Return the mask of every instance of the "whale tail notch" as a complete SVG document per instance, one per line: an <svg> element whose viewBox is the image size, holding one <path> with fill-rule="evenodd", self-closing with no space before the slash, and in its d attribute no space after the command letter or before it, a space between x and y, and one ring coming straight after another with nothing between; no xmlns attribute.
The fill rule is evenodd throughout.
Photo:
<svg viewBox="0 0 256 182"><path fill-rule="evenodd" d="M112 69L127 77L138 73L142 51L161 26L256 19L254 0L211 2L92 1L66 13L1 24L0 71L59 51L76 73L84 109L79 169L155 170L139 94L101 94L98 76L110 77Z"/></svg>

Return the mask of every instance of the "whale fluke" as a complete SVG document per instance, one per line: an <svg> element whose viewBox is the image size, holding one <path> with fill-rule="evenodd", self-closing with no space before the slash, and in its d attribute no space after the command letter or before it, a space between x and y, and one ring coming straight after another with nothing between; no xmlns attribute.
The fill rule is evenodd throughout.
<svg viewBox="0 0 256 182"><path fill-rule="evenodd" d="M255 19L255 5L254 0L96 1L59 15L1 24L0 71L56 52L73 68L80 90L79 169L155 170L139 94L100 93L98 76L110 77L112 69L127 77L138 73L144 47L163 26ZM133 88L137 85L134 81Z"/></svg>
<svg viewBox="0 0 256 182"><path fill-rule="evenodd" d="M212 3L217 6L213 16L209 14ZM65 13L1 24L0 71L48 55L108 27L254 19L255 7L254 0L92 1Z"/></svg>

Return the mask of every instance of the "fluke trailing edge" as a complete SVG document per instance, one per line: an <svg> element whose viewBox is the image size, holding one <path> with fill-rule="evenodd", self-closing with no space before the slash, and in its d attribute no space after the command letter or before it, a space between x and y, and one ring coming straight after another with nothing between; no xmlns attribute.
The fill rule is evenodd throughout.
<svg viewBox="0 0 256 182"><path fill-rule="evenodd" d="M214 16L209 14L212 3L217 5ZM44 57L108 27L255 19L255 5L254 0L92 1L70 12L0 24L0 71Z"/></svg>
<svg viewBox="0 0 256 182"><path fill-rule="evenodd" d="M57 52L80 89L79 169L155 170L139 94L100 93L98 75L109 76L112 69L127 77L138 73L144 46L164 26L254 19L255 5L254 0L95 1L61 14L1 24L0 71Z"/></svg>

──────────

» **Exercise brief**
Copy out all of the records above again, swapping every "instance" for "occurrence" and keeping everything else the same.

» **Exercise response**
Return the mask of every occurrence of the "whale tail notch" as a complete SVG document per occurrence, one per line: an <svg> element whose viewBox is the image size, holding one <path> with fill-rule="evenodd", self-closing with no space before the slash, and in its d attribute no space after the command letter or before it, a space between x and y, and one ring coming straight after another with nothing between; no xmlns attribute.
The fill rule is evenodd throughout.
Photo:
<svg viewBox="0 0 256 182"><path fill-rule="evenodd" d="M112 69L127 77L138 73L142 51L161 26L256 19L254 0L211 2L92 1L66 13L1 24L0 71L59 51L76 73L84 109L79 169L155 170L139 94L101 94L98 76L110 77Z"/></svg>

Return the mask of every occurrence of the "whale fluke" as a complete SVG document per occurrence, one per line: an <svg> element whose viewBox is the image size, holding one <path> with fill-rule="evenodd", self-closing with no space before the slash, and in its d attribute no space after the command letter or before it, a space between x and y, and one ring coming straight after another with nothing between; no xmlns attribute.
The fill rule is evenodd throughout.
<svg viewBox="0 0 256 182"><path fill-rule="evenodd" d="M255 19L255 5L254 0L96 1L59 15L1 24L0 71L56 52L73 68L80 90L79 169L155 170L139 94L100 93L98 76L110 77L112 69L127 77L138 73L144 47L163 26ZM133 88L137 85L134 81Z"/></svg>
<svg viewBox="0 0 256 182"><path fill-rule="evenodd" d="M212 3L217 6L213 16L209 14ZM65 13L1 24L0 71L48 55L108 27L254 19L255 7L254 0L92 1Z"/></svg>

Return the mask of every occurrence of the "fluke trailing edge" as a complete SVG document per occurrence, one per line: an <svg> element whose viewBox is the image size, holding one <path> with fill-rule="evenodd", self-closing with no space before the slash, and in its d attribute no space after the command letter or before it, a space between x and y, and one ring coming straight after another with nothing between; no xmlns attribute.
The fill rule is evenodd throughout.
<svg viewBox="0 0 256 182"><path fill-rule="evenodd" d="M214 16L209 14L212 3L217 5ZM44 57L108 27L255 19L255 5L254 0L92 1L70 12L0 24L0 71Z"/></svg>
<svg viewBox="0 0 256 182"><path fill-rule="evenodd" d="M57 52L80 89L79 169L155 170L139 94L100 93L98 75L109 76L112 69L127 77L138 73L144 46L164 26L254 19L255 5L254 0L95 1L61 14L1 24L0 71Z"/></svg>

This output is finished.